Objetivos:
A - Copie sem nenhuma alteração a parte do trecho sobre a importação de carros no Brasil que começa nas palavras "Depois de 1990" e termina depois de "nossa indústria automotiva.".
B - Com base no trecho sobre a importação de carros no Brasil, explique em uma a três frases por que hoje a ausência de um modelo importado no país é quase sempre uma questão de viabilidade do mercado.
C - Responda às perguntas abaixo usando o trecho sobre a importação de carros no Brasil.
(i) Em que ano as importações de veículos foram liberadas no Brasil?
(ii) Quantos anos durou o hiato que terminou com essa liberação?
(iii) Quais dois clássicos nacionais o trecho cita como os mais lembrados?

Trecho:
Hoje em dia, a presença ou a ausência de modelos importados no Brasil é quase sempre uma questão de viabilidade do mercado — se a gente não tem um Toyota GT86 ou um VW Scirocco como opções nas concessionárias, são grandes as chances de suas fabricantes simplesmente acharem que não há espaço para eles no mercado.
Isto só acontece porque, lá em 1990, as importações de veículos foram liberadas no Brasil, colocando fim a um hiato de 14 anos. Foi este hiato que deu origem a alguns dos nossos modelos mais icônicos. Eles eram tão desejados que ninguém ligava para o fato de, no fim das contas, carros como o Ford Escort XR3, o Gol GTI e até mesmo foras-de-série como o Puma serem meio que “prêmios de consolação” por não termos sedãs alemães, muscle cars americanos, roadsters britânicos e supercarros italianos — ou mesmo carros comuns lá fora que, para nós, pareciam coisa de outro mundo quando chegaram.
Depois de 1990 um novo mundo se abriu, literalmente — um mundo onde existiam Alfa Romeo, Mercedes-Benz, BMW e Audi, só para citar algumas. Não estamos dizendo que nossos clássicos, como o Chevrolet Opala e o Ford Maverick (só para ficar nos mais lembrados) não são dignos. Pelo contrário: é preciso saber valorizar nossos modelos históricos, especialmente os endêmicos do Brasil. Eles são o legado da nossa indústria automotiva.

[Linhas de um conjunto de dados de anotação]
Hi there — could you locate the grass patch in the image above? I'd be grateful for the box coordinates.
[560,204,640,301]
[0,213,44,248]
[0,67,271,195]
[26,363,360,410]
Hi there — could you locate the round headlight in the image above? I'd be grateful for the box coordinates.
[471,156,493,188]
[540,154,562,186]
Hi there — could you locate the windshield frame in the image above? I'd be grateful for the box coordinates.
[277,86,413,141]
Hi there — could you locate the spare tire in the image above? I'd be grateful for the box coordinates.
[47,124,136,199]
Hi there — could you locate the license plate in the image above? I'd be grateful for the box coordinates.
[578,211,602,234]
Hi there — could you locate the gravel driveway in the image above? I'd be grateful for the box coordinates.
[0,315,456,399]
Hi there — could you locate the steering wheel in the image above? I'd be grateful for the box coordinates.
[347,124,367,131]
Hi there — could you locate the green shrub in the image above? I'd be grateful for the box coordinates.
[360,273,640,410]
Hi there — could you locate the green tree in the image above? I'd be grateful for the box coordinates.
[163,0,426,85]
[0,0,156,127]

Respostas em ordem:
A -
Depois de 1990 um novo mundo se abriu, literalmente — um mundo onde existiam Alfa Romeo, Mercedes-Benz, BMW e Audi, só para citar algumas. Não estamos dizendo que nossos clássicos, como o Chevrolet Opala e o Ford Maverick (só para ficar nos mais lembrados) não são dignos. Pelo contrário: é preciso saber valorizar nossos modelos históricos, especialmente os endêmicos do Brasil. Eles são o legado da nossa indústria automotiva.

B - Em 1990, as importações de veículos foram liberadas no Brasil, o que encerrou um hiato de 14 anos. Por isso, quando um modelo como o Toyota GT86 ou o VW Scirocco não é oferecido nas concessionárias, o mais provável é que a fabricante ache que não há espaço para ele no mercado.

C -
(i) Em 1990.
(ii) 14 anos.
(iii) O Chevrolet Opala e o Ford Maverick.